Directions:
Locate each line below containing "pebble" and copy it out in full.
-- BEGIN Given data --
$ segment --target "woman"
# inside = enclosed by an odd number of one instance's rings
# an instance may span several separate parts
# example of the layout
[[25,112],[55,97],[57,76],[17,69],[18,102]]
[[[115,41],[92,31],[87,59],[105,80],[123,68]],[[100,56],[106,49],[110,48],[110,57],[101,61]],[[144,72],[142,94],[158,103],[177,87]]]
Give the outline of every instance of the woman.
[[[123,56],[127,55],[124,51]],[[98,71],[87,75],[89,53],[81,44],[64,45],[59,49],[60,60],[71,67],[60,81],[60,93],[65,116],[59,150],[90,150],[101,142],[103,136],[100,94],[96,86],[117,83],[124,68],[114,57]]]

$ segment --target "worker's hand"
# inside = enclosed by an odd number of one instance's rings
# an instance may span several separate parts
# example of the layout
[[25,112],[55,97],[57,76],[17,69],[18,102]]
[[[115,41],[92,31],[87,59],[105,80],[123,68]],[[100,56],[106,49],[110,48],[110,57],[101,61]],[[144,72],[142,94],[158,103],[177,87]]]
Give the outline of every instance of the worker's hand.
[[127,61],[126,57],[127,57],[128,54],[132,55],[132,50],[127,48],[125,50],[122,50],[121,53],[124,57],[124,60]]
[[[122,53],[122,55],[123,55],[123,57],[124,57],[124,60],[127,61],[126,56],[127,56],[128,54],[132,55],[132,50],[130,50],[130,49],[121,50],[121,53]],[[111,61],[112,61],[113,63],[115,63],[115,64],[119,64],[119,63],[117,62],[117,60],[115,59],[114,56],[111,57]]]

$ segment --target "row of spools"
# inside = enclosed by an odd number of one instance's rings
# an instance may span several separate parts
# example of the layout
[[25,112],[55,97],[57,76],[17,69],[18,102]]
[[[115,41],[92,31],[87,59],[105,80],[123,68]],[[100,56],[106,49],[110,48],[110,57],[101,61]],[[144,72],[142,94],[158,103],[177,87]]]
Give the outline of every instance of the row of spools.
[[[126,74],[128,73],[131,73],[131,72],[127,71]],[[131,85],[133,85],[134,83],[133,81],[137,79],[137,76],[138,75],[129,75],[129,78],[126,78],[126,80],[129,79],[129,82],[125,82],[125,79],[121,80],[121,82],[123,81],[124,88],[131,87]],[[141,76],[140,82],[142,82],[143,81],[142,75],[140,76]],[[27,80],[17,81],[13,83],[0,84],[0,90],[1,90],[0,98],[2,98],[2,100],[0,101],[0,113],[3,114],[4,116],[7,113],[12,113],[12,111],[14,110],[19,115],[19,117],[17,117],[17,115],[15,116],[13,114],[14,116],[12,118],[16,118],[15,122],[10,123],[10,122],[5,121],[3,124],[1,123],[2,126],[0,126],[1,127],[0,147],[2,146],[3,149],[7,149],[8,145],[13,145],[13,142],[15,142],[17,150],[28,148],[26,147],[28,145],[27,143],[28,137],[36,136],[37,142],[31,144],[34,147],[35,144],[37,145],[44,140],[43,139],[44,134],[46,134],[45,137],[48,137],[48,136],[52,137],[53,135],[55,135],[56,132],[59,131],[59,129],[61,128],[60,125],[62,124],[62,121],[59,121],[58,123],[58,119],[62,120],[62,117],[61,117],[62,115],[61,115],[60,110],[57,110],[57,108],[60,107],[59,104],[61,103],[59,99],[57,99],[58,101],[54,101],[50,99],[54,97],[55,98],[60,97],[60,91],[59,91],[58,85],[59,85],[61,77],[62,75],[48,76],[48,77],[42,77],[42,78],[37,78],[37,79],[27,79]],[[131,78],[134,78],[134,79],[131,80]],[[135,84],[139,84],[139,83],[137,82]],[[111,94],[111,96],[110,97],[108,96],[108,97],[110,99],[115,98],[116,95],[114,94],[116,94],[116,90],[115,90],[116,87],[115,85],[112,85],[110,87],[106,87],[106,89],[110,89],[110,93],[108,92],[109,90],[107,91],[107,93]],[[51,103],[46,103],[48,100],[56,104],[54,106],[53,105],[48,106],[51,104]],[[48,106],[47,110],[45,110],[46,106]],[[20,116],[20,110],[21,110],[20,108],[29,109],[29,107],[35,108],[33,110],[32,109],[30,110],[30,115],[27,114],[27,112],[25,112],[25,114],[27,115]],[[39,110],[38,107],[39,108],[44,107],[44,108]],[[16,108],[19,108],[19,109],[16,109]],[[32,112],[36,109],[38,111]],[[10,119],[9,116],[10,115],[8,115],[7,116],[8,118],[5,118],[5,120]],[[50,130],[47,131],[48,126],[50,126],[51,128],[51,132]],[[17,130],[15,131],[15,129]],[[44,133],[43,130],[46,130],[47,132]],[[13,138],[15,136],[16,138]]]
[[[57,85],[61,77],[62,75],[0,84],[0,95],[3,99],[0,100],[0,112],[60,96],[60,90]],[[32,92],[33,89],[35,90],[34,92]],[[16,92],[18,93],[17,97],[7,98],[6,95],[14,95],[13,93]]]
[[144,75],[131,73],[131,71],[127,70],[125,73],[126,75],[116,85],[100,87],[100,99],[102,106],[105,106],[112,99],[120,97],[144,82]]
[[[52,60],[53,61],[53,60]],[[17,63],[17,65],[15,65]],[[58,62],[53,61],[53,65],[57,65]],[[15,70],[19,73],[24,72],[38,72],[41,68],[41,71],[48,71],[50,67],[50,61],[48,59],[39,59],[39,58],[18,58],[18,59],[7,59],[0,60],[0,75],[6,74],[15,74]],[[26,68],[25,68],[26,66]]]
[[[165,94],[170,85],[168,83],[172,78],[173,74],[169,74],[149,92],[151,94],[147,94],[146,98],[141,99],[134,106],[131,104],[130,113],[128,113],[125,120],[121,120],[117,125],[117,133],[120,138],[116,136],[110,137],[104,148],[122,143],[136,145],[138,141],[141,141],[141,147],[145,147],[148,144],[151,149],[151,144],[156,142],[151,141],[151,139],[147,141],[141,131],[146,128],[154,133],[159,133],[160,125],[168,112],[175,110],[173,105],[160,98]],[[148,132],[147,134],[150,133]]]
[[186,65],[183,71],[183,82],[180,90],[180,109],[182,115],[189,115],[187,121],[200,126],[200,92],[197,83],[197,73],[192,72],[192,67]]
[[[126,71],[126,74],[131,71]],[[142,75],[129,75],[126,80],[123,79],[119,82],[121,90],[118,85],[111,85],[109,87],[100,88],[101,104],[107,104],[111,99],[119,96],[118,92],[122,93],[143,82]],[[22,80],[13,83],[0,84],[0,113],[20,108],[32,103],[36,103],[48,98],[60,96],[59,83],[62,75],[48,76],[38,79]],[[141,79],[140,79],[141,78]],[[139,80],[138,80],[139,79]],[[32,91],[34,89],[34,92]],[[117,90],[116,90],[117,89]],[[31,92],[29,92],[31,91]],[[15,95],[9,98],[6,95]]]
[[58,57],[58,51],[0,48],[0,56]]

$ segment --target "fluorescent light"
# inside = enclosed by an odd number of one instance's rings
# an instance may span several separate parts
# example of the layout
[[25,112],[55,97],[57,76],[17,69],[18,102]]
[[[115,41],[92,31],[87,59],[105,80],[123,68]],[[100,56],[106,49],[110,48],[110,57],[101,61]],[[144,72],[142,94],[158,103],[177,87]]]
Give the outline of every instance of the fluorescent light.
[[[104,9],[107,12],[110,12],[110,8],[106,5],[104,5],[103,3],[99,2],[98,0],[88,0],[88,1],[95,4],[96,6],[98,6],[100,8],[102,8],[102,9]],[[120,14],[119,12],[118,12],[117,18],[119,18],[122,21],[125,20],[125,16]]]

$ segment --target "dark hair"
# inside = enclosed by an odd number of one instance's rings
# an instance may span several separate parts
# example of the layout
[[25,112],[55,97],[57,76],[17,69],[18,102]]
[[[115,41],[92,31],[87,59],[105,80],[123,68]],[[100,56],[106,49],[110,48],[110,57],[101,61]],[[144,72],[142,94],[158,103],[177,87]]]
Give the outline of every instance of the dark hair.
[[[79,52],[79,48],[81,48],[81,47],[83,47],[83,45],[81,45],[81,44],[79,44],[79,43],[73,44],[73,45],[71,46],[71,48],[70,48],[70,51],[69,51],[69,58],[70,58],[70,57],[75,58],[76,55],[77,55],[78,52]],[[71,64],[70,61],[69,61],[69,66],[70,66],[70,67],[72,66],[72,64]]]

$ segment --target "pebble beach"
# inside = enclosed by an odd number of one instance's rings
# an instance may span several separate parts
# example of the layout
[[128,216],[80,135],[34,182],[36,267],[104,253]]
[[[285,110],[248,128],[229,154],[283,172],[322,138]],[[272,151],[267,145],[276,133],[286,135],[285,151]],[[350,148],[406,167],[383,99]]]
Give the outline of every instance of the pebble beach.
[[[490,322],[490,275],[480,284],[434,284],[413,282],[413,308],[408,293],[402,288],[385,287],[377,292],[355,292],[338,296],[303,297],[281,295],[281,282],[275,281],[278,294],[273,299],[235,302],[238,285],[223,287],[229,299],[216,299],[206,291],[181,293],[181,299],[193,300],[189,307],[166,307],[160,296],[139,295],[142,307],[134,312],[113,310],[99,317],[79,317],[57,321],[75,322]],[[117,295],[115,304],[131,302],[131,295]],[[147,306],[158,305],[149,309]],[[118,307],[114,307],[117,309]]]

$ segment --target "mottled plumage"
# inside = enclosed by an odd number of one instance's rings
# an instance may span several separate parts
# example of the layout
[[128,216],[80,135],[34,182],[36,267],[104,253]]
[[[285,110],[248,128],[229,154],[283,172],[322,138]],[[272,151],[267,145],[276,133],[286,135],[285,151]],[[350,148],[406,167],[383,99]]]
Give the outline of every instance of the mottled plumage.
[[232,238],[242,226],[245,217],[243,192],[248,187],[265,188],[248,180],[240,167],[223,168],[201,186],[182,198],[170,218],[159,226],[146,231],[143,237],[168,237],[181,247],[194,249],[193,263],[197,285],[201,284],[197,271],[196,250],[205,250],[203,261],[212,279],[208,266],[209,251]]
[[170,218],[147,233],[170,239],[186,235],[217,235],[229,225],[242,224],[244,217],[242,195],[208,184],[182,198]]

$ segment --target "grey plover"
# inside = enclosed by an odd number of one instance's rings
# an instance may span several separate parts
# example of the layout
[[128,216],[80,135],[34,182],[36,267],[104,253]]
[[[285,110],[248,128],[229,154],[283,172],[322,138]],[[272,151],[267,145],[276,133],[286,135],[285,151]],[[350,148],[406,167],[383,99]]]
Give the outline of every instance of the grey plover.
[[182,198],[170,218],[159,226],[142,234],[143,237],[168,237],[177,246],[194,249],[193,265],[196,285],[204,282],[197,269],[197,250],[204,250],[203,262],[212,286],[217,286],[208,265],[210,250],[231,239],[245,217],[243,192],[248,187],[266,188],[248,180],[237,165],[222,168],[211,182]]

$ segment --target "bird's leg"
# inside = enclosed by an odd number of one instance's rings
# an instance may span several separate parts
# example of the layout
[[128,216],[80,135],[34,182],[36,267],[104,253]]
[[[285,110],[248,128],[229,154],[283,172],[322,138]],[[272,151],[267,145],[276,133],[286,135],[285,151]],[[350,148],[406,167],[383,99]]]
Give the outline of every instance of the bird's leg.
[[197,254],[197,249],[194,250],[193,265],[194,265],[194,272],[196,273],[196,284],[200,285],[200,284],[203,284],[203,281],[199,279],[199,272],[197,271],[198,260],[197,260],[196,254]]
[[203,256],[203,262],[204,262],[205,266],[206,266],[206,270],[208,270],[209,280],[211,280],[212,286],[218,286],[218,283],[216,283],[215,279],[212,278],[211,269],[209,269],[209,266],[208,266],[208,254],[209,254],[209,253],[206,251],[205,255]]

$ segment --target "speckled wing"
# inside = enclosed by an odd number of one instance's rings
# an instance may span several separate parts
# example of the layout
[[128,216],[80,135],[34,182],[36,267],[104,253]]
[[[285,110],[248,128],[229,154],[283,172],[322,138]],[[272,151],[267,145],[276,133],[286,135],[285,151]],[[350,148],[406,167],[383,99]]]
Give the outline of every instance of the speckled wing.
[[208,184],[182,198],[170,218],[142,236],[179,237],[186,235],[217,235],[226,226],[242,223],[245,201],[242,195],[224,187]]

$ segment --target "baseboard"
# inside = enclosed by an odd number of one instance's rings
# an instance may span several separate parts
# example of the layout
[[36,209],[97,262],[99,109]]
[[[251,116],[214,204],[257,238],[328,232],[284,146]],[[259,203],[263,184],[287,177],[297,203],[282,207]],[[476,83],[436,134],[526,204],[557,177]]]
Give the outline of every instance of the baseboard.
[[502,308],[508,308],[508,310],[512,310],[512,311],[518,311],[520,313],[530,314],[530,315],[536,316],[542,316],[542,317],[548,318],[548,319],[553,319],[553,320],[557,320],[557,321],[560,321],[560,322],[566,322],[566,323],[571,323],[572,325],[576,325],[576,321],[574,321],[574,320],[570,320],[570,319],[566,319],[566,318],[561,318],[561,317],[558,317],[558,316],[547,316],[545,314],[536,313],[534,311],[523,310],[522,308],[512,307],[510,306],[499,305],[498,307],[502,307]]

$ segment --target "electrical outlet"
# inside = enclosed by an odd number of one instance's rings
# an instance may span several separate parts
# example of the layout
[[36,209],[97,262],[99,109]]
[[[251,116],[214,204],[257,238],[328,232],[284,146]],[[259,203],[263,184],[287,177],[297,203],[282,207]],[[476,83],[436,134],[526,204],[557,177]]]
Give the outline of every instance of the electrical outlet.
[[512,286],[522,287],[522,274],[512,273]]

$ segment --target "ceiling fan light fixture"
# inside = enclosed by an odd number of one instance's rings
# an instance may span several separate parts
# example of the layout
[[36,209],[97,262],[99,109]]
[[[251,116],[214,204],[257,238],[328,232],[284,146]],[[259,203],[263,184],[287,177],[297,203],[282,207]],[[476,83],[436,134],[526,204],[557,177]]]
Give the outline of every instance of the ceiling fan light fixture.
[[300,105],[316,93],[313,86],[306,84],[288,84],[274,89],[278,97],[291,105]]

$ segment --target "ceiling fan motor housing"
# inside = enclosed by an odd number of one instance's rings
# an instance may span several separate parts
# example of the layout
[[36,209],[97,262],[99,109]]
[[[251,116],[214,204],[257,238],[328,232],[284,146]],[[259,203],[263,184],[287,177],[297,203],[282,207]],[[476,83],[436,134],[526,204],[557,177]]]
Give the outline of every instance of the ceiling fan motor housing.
-- END Given data --
Solution for this problem:
$ segment --target "pebble beach"
Give the outline of every instance of the pebble beach.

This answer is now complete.